-- START OF SOURCE DATA --
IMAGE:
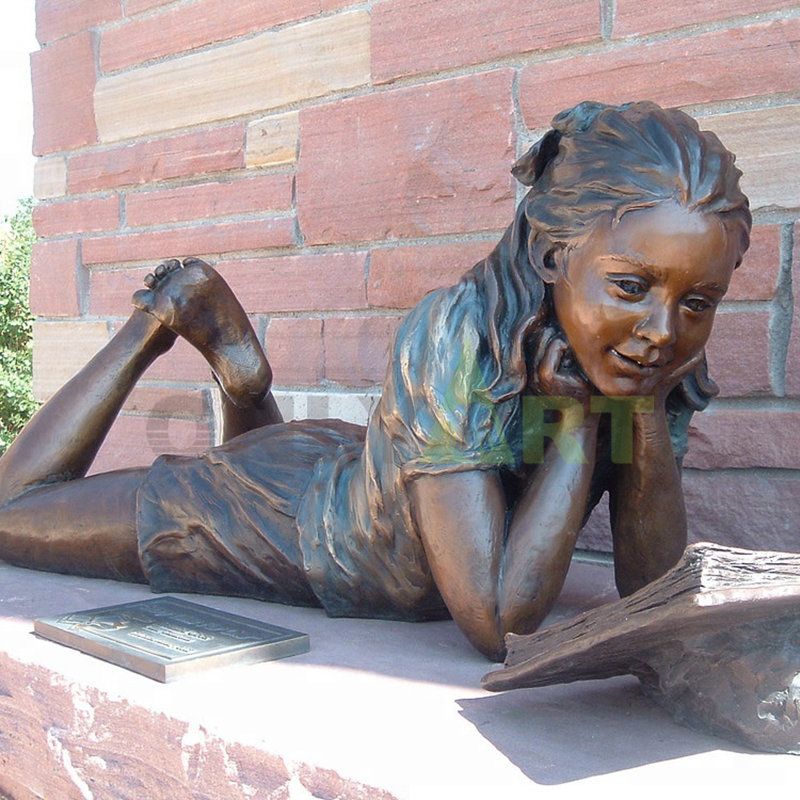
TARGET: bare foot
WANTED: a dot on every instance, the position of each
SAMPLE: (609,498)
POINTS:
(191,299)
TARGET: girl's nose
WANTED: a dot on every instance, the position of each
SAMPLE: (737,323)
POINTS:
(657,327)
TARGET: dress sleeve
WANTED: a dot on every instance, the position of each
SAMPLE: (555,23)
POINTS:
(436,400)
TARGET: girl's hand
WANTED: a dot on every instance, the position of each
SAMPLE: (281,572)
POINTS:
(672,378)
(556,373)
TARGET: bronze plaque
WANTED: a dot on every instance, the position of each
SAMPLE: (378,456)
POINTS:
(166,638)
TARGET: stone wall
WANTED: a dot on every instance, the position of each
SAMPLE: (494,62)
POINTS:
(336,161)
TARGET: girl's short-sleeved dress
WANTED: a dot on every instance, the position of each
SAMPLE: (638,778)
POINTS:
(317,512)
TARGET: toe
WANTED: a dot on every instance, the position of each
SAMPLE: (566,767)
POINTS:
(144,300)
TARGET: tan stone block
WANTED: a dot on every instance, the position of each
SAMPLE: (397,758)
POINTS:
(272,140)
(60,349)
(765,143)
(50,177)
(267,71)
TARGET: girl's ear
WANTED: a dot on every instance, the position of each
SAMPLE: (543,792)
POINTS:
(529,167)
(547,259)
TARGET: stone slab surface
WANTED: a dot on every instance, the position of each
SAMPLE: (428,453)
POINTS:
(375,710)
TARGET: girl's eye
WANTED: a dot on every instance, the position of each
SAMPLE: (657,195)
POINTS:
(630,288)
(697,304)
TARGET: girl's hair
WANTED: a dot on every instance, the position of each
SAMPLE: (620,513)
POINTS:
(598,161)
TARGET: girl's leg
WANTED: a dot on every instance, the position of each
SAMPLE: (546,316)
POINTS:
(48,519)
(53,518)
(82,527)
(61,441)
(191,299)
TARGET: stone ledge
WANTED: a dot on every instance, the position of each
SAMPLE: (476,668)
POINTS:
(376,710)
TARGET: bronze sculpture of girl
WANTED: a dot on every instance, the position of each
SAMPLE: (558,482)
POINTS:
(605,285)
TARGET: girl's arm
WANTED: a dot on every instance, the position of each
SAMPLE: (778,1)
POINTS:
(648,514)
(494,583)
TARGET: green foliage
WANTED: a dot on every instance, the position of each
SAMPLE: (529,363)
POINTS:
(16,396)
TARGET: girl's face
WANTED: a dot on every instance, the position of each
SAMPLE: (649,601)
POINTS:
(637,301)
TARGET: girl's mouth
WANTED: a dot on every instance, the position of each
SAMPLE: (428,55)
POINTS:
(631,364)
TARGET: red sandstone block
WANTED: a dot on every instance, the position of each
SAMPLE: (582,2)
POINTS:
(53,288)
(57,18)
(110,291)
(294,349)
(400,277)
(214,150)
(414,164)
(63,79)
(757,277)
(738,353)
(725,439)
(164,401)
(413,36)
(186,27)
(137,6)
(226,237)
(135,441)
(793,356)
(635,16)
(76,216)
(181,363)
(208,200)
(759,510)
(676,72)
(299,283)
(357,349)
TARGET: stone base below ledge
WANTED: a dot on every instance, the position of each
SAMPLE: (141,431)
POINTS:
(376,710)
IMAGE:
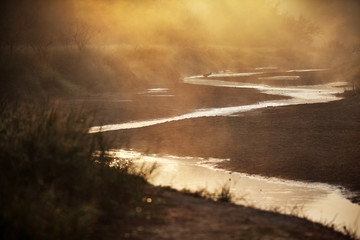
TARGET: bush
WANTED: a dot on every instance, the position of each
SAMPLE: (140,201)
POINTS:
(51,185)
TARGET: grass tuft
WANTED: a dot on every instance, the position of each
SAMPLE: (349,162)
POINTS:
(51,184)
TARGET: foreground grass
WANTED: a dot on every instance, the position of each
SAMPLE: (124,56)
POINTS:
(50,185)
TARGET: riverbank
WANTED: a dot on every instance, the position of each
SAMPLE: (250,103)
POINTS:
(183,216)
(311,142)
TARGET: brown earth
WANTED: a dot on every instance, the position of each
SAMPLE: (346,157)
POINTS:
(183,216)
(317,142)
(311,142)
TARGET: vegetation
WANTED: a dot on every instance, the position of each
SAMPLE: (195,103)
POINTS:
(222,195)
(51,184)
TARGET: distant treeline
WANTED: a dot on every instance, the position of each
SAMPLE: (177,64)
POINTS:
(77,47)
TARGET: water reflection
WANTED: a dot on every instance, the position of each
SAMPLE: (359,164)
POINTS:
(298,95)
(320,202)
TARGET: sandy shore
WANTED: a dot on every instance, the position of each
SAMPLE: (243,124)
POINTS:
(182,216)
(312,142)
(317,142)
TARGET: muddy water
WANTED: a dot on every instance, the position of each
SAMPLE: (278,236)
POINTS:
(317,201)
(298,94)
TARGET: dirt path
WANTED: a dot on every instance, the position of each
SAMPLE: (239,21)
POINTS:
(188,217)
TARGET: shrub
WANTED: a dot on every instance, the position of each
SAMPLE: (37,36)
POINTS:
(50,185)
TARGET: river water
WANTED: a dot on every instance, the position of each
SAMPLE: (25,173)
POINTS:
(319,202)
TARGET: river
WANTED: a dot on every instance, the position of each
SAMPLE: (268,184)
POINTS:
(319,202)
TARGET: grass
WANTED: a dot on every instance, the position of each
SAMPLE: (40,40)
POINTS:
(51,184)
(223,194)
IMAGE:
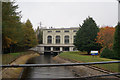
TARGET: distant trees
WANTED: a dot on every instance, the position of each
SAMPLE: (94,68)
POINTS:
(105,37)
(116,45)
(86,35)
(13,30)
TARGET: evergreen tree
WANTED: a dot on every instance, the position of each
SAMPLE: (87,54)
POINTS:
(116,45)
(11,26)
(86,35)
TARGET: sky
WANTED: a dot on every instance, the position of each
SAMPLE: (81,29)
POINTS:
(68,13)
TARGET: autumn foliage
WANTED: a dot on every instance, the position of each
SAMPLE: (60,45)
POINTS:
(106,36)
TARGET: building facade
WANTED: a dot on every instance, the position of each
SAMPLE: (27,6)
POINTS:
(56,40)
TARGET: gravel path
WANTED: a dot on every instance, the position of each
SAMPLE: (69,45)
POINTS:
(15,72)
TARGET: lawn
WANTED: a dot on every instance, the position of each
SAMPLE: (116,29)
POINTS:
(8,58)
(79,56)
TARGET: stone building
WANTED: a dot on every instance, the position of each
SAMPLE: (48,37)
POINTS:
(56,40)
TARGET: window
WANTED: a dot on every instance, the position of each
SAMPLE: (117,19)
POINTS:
-- END OF SOURCE DATA --
Print out the whole of the material word for word, without pictures.

IMAGE:
TARGET: bare foot
WANTED: a dot on every instance, the position of each
SAMPLE: (609,498)
POINTS:
(191,299)
TARGET: girl's nose
WANTED: a dot on every instance, the position of each
SAMPLE: (737,323)
POINTS:
(657,327)
TARGET: dress sleeve
WANTED: a dot on every instance, the position of each
SAMPLE: (555,23)
POINTS:
(436,400)
TARGET: girl's hand
WANTED: a dot on every instance, the position of each
SAMPLE: (281,572)
POINTS:
(672,378)
(556,373)
TARGET: bronze plaque
WANTED: a dot on every instance, the position of each
SAMPLE: (378,456)
POINTS:
(166,638)
TARGET: stone wall
WANTED: a dot on every instance, the position of each
SAMPLE: (494,62)
POINTS:
(336,161)
TARGET: girl's short-sleeved dress
WANTED: a dot on every instance, the position of each
SAMPLE: (638,778)
POINTS:
(317,512)
TARGET: toe
WANTED: a dot on every instance, the position of each
SAMPLE: (566,767)
POINTS:
(144,300)
TARGET: tan stone block
WANTED: a dot on every instance, the position of each
SAMPLE: (397,758)
POINTS:
(272,140)
(60,349)
(765,143)
(50,177)
(267,71)
TARGET: girl's ear
WANTED: a dot on every instance, the position of each
SAMPLE: (543,792)
POINTS:
(529,167)
(547,259)
TARGET: stone slab surface
WANTED: a dot on every instance, the position of each
SAMPLE: (428,453)
POINTS:
(375,710)
TARGET: girl's eye
WANTED: a dot on every instance, the position of each
SAMPLE: (657,195)
POINTS:
(630,288)
(697,304)
TARGET: girl's hair
WANTED: a dot on every instance, the position of each
SAMPLE: (620,513)
POINTS:
(598,161)
TARGET: girl's leg
WANTED: a dot on every instance, the position of each
SAMPLE: (546,316)
POINTS:
(48,519)
(53,518)
(82,527)
(61,441)
(191,299)
TARGET: stone ledge
WANTED: a dot on every instance, the position of each
SAMPLE: (476,668)
POINTS:
(376,710)
TARGET: bronze sculpture of girl
WANTED: a dot on every instance, the position of each
SAMPLE: (558,482)
POINTS:
(605,285)
TARGET: girl's arm
WANTED: a dot on every instance, the position of each
SAMPLE: (778,1)
POINTS:
(648,514)
(494,583)
TARGET: green foliage
WANTED: a dot on every instance, the position of each
SAMPLE: (529,363)
POINTS:
(16,396)
TARGET: girl's face
WANTED: a dot on every instance, the position of each
SAMPLE: (649,601)
POINTS:
(637,301)
TARGET: girl's mouth
WANTED: a dot on every instance, the position of each
SAMPLE: (428,55)
POINTS:
(631,364)
TARGET: red sandstone block
WANTED: a dot on every instance, the position of each
SAMPLE: (582,2)
POINTS:
(53,288)
(57,18)
(110,291)
(294,349)
(400,277)
(214,150)
(414,164)
(63,79)
(757,277)
(738,353)
(725,439)
(164,401)
(413,36)
(186,27)
(137,6)
(226,237)
(135,441)
(793,356)
(635,16)
(76,216)
(181,363)
(208,200)
(759,510)
(676,72)
(299,283)
(357,349)
TARGET: stone base below ledge
WANTED: a dot on every instance, the position of each
SAMPLE: (141,431)
POINTS:
(376,710)
IMAGE:
TARGET: bush
WANTED: a dot on every instance, the position of each
SAMPLE: (140,201)
POINTS:
(51,185)
TARGET: grass tuft
WANTED: a dot on every instance, the position of each
SAMPLE: (349,162)
POINTS:
(51,184)
TARGET: foreground grass
WANTED: a dot on every instance, the position of each
SAMPLE: (124,56)
POINTS:
(50,185)
TARGET: riverbank
WANTED: a dot on every instance, the position of each
SAMPLE: (250,103)
POINTS:
(183,216)
(311,142)
TARGET: brown earth
WANTED: a dot on every instance, the position of each
SAMPLE: (346,157)
POINTS:
(183,216)
(317,142)
(311,142)
TARGET: vegetation
WANTED: a dot on every instance, the position of each
SAMPLE: (195,103)
POINTS:
(222,195)
(51,184)
TARGET: distant treeline
WANTED: a dot on every instance, the position of each
SAMPLE: (177,64)
POINTS:
(77,47)
TARGET: water reflection
WANTED: a dot on every instance, the position of each
SAMPLE: (359,164)
POINTS:
(298,95)
(320,202)
TARGET: sandy shore
WANTED: a dot on every instance, the position of each
SAMPLE: (243,124)
POINTS:
(182,216)
(312,142)
(317,142)
TARGET: muddy water
WANTED: a dot on every instance, the position of each
SAMPLE: (278,236)
POINTS:
(317,201)
(298,94)
TARGET: dirt path
WANTED: a dot on every instance, the position of each
SAMPLE: (239,21)
POINTS:
(188,217)
TARGET: shrub
WANTED: a dot on every instance, the position of each
SAMPLE: (37,36)
POINTS:
(50,185)
TARGET: river water
WANTED: a dot on every instance, the position of each
SAMPLE: (25,173)
POINTS:
(319,202)
TARGET: river
WANTED: a dot on every instance, the position of each
SAMPLE: (268,184)
POINTS:
(319,202)
TARGET: grass
WANTED: a dot on every instance, the position of each
SAMPLE: (40,40)
POINTS:
(51,184)
(223,194)
IMAGE:
TARGET: distant trees
WANTED: a dot on every instance, the position of each
SAMPLE: (94,68)
POINTS:
(105,37)
(116,45)
(86,35)
(13,30)
TARGET: evergreen tree
WANTED: a dot on every instance, the position of each
SAMPLE: (87,54)
POINTS:
(116,45)
(11,26)
(86,35)
TARGET: sky
WANTED: a dot on every instance, the position of each
SAMPLE: (81,29)
POINTS:
(68,13)
TARGET: autumn foliage
WANTED: a dot on every instance, the position of each
SAMPLE: (60,45)
POINTS:
(106,36)
TARGET: building facade
WANTED: a dot on every instance, the position of each
SAMPLE: (27,6)
POINTS:
(56,40)
TARGET: gravel path
WANTED: a dot on every instance, the position of each
SAMPLE: (69,45)
POINTS:
(15,72)
TARGET: lawn
WANTED: a dot on every instance, the position of each
SAMPLE: (116,29)
POINTS:
(8,58)
(79,56)
TARGET: stone building
WANTED: a dot on every instance, the position of each
SAMPLE: (48,37)
POINTS:
(56,40)
TARGET: window
WANTED: a dot on every instance, the position of each
SAMPLE: (117,19)
POINTS:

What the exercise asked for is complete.